───── SUPPLIED MATERIAL

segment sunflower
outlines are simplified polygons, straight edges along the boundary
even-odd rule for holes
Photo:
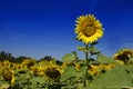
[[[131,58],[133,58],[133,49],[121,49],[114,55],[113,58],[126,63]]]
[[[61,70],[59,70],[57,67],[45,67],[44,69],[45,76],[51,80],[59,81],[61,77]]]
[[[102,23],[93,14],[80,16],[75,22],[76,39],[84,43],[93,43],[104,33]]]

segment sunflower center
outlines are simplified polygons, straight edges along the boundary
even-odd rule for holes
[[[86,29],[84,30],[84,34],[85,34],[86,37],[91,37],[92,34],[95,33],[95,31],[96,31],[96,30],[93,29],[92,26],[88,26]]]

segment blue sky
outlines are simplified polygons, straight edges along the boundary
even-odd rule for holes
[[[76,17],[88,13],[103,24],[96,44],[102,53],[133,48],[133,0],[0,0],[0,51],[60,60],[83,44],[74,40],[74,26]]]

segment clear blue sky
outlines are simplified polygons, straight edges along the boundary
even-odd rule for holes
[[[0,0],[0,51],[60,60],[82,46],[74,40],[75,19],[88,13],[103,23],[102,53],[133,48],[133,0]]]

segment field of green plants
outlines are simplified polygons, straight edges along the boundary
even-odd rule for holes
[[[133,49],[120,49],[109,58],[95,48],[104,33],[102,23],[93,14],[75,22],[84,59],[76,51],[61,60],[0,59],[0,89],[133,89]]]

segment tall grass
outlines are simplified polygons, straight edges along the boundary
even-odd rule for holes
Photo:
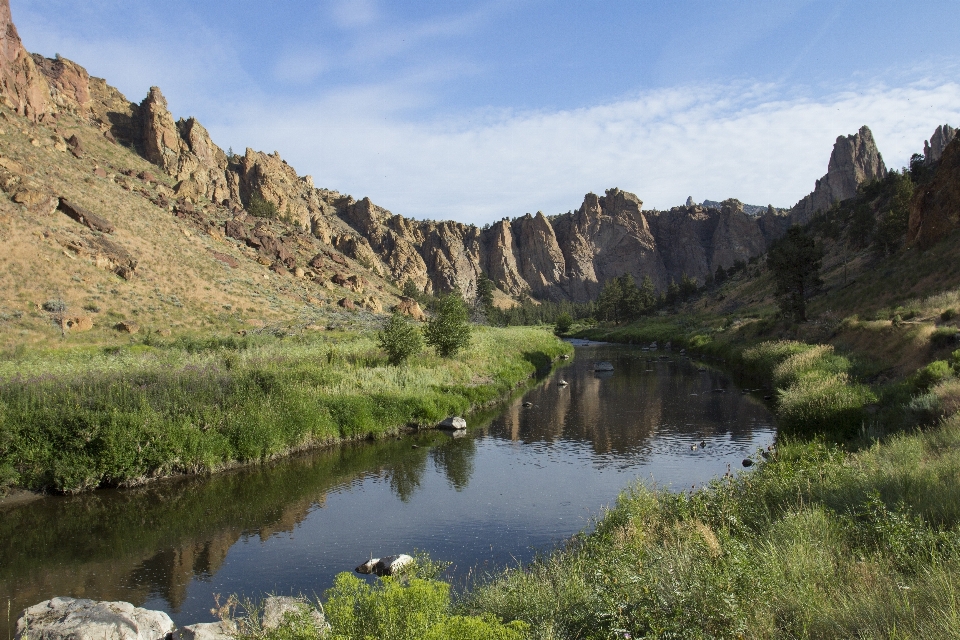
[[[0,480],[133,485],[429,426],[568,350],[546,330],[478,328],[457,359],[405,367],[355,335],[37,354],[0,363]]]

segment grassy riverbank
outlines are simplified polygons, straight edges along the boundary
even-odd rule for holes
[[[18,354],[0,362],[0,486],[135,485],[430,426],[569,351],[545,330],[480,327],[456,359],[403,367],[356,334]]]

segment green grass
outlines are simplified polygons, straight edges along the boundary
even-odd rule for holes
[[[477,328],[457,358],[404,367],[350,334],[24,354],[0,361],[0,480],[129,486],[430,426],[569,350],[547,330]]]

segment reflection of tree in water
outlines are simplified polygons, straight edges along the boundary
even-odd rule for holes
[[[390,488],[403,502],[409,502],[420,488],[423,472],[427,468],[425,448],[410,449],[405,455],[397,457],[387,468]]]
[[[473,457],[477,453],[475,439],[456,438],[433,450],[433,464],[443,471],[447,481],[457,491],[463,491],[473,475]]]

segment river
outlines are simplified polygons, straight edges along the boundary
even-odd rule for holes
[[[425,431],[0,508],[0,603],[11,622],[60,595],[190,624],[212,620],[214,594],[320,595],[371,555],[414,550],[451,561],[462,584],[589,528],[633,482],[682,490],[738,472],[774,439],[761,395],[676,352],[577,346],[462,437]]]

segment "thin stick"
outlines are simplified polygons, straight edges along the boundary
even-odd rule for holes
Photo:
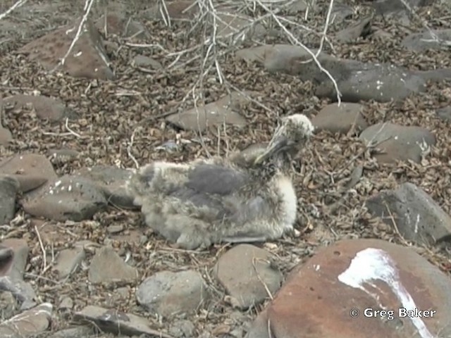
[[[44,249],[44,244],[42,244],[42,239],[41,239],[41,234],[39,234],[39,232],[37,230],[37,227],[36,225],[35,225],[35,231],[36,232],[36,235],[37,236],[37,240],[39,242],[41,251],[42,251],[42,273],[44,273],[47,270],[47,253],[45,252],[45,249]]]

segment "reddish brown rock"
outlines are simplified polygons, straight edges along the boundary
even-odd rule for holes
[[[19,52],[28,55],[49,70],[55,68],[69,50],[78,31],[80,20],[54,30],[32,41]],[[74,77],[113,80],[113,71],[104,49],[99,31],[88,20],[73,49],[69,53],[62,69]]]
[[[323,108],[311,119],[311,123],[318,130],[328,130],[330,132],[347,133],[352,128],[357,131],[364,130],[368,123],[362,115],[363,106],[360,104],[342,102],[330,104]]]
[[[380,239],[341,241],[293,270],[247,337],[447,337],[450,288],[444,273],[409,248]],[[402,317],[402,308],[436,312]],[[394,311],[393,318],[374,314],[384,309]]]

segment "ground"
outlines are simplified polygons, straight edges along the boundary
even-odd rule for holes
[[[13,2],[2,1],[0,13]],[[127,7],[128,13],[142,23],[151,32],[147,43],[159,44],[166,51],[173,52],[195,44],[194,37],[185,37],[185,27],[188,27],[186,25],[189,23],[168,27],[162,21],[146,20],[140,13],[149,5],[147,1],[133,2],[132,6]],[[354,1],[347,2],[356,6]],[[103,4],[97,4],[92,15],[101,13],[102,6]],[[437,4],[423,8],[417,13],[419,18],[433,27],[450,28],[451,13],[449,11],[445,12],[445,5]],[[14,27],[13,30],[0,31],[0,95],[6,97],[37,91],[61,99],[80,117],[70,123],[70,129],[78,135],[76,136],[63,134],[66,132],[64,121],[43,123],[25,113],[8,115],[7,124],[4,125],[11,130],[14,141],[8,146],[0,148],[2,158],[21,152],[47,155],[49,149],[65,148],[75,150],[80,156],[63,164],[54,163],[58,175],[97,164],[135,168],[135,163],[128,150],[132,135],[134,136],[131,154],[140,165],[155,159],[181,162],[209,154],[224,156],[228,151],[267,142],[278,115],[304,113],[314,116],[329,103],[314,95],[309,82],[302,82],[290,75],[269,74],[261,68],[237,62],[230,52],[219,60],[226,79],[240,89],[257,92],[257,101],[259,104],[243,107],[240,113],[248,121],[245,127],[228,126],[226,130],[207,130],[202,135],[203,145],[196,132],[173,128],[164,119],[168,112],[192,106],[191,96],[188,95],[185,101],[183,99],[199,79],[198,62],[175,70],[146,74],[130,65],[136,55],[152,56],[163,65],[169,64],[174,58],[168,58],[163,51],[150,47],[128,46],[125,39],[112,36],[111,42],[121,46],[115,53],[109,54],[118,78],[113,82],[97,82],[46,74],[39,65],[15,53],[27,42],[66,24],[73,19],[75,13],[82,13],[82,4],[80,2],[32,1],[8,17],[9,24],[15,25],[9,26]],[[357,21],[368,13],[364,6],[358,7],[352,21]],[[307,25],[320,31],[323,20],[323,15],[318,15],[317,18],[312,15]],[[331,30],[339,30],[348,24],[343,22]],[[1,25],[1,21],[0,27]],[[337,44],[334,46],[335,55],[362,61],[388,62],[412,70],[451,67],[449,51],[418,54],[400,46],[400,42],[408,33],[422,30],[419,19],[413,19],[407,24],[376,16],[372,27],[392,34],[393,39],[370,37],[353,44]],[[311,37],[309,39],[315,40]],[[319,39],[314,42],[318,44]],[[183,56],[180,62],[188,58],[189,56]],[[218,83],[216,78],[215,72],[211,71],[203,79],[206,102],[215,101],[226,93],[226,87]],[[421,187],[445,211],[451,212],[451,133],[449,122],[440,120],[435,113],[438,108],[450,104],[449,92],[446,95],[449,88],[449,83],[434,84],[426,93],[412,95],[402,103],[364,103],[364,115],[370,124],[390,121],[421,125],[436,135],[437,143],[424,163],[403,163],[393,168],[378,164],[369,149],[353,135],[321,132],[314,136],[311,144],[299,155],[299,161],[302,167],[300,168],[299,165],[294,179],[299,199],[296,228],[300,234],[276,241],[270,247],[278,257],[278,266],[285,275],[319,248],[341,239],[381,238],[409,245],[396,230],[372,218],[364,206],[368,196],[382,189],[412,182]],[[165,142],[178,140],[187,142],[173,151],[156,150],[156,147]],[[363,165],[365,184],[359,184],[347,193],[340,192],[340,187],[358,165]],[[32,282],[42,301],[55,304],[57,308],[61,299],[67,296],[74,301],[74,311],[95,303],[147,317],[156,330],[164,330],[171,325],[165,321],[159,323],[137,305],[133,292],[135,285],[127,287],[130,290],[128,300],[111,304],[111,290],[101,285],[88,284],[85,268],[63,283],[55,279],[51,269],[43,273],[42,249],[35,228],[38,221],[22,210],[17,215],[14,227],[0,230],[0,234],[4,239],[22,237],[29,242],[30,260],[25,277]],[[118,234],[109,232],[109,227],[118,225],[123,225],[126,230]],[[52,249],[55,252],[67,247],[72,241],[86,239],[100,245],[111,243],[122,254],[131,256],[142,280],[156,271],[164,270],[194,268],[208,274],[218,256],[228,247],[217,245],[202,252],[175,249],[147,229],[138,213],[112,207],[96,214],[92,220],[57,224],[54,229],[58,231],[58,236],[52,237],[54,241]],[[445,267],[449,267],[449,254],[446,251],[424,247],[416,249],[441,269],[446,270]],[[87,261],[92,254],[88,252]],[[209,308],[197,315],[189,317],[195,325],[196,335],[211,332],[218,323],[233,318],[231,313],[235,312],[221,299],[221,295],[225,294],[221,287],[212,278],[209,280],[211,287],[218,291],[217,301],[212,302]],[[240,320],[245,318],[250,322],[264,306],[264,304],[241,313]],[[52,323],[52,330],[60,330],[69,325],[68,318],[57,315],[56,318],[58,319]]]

──────────

THE EXERCISE
State how many lines in the material above contain the string "blue", with case counting. Reply with the number only.

REPLY TO THE TASK
2